■ Activity ■
Show all lines from the data that include the word "white".

[Items from a dataset]
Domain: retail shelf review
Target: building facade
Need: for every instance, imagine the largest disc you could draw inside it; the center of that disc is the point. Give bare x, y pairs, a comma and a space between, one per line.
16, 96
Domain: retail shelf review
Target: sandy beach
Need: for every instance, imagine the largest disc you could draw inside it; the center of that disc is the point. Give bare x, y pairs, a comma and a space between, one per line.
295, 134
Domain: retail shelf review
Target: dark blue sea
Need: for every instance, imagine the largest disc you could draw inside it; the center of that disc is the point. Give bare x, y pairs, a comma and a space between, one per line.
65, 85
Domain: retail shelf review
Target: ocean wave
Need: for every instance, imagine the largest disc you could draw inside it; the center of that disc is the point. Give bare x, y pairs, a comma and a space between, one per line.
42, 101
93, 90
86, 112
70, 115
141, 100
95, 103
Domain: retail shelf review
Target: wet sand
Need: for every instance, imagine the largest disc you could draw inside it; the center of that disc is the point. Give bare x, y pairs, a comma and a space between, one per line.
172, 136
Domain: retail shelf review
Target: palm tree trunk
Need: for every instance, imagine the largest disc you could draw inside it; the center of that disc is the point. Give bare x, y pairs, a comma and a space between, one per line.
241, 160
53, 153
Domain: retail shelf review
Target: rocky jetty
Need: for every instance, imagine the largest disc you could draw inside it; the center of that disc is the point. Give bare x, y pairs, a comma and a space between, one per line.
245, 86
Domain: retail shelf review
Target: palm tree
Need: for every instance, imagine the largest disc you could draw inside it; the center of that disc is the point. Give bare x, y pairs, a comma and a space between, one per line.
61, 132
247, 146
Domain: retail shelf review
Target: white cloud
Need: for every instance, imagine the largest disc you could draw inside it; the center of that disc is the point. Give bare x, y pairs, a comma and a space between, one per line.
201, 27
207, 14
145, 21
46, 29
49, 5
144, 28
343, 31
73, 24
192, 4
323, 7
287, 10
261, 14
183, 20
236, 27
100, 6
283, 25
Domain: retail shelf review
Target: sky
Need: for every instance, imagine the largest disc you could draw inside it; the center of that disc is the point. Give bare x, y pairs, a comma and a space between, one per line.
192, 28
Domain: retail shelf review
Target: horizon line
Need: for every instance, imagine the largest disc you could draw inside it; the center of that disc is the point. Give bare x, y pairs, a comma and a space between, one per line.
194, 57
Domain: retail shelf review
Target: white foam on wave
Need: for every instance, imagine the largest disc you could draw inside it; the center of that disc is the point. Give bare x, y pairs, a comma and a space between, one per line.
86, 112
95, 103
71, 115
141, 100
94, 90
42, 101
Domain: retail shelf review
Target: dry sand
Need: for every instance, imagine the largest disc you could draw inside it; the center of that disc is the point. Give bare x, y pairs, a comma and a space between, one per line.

■ Task solution ■
Target: white cloud
Target: white foam on wave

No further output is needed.